> **WHAT YOU ARE ASKED TO DO**:
Rewrite the lines starting at the one containing "target: terracotta paving tile" and ending at the end of the records, substituting "clay" for every occurrence of "terracotta" and changing nothing else.

> **PROVIDED RECORDS**:
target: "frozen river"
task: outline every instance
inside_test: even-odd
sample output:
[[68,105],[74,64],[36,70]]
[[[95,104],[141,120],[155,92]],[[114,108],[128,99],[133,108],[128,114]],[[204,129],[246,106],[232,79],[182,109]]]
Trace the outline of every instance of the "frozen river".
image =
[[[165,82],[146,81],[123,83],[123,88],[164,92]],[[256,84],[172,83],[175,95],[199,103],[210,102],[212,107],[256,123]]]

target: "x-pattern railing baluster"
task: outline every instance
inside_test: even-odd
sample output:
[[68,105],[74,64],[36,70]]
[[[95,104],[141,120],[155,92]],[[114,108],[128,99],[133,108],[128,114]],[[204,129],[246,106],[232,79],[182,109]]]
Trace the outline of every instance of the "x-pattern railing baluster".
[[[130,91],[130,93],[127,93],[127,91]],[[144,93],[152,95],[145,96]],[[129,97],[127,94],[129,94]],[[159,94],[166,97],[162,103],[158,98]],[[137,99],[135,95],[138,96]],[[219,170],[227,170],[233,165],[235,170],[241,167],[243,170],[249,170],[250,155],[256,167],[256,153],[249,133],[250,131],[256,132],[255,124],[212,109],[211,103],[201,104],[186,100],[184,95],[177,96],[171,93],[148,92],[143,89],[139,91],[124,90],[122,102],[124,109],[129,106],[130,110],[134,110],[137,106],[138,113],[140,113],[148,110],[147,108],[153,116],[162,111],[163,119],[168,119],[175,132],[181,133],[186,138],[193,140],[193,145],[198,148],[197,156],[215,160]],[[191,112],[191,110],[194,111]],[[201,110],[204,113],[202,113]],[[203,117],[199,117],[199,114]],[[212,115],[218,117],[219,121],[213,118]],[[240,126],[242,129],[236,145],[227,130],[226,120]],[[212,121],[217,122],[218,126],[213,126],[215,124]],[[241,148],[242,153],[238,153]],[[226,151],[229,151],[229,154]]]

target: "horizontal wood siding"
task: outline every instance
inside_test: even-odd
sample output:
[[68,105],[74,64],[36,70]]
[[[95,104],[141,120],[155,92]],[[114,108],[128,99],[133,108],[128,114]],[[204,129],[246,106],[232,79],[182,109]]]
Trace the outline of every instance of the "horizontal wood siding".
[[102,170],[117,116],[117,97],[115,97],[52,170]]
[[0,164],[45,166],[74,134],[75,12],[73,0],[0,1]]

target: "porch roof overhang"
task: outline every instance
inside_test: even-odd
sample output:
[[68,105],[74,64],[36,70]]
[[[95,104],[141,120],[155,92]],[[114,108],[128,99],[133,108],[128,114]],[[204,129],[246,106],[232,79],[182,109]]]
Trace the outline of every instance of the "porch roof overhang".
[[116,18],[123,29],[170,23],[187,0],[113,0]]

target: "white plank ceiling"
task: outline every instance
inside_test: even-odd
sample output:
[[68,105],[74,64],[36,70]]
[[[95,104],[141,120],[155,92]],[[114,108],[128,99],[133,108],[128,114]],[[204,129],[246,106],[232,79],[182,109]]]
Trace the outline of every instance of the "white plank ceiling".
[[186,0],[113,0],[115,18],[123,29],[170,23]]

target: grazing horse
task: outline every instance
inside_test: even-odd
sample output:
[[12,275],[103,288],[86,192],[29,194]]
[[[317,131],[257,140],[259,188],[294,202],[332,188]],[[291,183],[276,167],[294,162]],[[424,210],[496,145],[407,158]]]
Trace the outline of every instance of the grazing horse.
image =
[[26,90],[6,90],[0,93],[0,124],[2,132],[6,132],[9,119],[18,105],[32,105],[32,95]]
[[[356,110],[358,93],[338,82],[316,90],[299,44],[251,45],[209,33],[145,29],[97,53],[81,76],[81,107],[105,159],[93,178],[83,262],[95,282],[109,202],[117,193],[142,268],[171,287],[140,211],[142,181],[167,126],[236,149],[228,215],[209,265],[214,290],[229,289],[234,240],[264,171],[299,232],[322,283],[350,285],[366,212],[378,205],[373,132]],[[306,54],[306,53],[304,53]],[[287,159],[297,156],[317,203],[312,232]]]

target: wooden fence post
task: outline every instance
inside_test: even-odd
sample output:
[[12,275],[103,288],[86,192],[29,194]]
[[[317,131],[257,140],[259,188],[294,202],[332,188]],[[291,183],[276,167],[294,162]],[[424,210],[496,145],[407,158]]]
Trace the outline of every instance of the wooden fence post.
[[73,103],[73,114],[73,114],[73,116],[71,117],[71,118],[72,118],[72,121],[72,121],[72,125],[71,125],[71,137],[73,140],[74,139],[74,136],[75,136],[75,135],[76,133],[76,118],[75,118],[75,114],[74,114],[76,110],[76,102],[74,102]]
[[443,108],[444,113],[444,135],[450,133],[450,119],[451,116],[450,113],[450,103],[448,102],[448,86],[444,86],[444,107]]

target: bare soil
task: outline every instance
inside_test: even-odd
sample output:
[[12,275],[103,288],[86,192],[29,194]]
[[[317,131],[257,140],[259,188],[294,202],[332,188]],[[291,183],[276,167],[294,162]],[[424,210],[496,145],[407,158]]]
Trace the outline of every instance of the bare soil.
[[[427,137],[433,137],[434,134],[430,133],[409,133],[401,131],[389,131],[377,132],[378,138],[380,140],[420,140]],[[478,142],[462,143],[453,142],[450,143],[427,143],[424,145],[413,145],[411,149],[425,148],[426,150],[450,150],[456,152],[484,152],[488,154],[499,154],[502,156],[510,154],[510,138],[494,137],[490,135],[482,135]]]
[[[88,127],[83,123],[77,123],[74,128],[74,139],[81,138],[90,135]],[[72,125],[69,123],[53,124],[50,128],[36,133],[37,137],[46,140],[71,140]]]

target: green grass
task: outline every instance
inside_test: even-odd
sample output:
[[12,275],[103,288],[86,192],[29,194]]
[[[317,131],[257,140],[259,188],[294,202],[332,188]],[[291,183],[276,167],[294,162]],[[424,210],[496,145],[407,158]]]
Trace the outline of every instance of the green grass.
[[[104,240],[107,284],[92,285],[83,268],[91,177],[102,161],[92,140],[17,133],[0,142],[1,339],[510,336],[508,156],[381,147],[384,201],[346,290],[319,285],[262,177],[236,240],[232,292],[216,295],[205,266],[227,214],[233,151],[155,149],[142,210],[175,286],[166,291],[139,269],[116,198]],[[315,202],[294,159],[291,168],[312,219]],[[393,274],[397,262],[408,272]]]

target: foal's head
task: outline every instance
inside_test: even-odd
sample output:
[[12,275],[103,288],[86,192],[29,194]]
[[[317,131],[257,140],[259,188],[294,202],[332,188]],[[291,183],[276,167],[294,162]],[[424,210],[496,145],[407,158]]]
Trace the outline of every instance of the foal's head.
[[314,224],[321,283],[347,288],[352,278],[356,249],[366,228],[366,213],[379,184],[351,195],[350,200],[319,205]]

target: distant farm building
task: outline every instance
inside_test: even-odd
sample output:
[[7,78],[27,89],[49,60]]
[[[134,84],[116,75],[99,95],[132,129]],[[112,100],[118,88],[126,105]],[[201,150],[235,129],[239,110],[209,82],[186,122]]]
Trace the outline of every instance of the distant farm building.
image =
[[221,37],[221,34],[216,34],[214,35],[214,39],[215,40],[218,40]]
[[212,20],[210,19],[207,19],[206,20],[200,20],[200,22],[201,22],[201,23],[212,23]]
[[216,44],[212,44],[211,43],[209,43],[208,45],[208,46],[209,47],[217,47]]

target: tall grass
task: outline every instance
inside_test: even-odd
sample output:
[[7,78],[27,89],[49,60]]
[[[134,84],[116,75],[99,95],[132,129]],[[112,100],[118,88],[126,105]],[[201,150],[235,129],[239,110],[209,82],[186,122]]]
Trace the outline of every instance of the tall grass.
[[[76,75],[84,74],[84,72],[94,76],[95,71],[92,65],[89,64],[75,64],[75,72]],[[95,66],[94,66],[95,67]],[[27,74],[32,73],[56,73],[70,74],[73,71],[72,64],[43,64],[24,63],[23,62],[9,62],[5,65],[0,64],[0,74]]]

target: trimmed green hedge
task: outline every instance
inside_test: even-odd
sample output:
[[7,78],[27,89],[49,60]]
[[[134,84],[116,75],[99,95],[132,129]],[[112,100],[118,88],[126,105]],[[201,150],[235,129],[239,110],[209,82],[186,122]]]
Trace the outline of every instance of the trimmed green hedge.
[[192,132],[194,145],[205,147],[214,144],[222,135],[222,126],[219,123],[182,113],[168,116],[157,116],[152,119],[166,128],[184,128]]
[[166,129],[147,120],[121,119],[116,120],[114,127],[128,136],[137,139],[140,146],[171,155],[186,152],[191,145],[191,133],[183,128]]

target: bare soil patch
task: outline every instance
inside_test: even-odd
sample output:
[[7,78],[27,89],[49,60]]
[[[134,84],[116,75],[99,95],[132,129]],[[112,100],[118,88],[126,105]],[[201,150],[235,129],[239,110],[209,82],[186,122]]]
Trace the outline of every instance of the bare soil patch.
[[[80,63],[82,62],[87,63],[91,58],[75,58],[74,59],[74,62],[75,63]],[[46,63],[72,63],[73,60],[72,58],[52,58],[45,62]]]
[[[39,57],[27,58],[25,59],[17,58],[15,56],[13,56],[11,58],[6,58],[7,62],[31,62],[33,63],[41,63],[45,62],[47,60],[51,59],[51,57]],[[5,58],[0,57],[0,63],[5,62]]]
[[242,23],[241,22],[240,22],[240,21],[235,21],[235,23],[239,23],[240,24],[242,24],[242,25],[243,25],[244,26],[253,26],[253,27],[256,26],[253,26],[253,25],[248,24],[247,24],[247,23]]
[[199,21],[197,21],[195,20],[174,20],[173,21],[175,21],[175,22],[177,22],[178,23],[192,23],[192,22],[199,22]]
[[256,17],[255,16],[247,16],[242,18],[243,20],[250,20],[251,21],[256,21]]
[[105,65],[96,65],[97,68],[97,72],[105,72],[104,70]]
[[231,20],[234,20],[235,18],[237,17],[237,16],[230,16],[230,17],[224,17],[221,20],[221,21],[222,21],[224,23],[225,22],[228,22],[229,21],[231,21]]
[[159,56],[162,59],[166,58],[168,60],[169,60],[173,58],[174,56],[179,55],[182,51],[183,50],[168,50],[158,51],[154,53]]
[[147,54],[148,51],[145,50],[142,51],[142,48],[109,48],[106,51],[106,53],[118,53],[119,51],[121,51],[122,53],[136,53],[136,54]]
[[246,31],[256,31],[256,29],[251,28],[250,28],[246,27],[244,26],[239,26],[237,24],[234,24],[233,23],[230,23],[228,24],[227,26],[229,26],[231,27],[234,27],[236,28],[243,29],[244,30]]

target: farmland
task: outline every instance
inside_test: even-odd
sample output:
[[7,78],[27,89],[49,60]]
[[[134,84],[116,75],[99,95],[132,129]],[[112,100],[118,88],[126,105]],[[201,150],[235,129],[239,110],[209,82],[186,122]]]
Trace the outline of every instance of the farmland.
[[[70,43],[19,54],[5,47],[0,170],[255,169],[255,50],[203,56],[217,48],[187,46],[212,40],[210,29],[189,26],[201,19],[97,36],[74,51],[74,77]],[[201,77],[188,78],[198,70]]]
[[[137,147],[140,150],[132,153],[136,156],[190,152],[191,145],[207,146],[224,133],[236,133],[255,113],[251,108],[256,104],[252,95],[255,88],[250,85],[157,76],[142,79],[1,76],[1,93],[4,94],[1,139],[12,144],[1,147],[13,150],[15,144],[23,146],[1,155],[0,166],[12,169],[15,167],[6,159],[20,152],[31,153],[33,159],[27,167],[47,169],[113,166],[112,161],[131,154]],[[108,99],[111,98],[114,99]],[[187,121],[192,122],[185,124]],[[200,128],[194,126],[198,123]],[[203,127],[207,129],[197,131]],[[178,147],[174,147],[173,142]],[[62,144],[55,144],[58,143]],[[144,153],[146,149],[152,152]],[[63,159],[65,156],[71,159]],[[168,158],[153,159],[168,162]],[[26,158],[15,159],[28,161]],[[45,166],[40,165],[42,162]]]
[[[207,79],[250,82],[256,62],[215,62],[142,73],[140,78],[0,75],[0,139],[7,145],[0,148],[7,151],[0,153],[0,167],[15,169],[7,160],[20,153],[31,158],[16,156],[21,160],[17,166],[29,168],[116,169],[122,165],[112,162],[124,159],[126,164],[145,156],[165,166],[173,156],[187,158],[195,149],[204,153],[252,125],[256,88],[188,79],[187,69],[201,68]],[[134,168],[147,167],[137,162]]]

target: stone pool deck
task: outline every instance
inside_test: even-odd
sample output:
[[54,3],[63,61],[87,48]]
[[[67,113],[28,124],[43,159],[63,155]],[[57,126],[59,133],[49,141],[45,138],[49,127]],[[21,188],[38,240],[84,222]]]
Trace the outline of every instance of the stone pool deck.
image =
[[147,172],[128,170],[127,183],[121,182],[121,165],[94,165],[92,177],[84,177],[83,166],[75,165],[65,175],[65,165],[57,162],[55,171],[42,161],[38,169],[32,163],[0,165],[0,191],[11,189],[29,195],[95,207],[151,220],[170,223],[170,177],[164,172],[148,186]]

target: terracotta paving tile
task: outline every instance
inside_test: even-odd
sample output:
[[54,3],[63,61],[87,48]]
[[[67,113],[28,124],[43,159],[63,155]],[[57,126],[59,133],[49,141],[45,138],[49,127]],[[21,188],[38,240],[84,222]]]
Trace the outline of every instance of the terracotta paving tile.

> **RESPONSE TO THIS EXERCISE**:
target: clay paving tile
task: outline every instance
inside_test: even-odd
sample output:
[[54,3],[63,61],[87,48]]
[[[67,113],[28,124],[43,159],[63,155]],[[57,126],[59,133],[49,141],[45,138],[49,127]],[[21,188],[38,240],[84,222]]]
Trace the outline of every instance of the clay paving tile.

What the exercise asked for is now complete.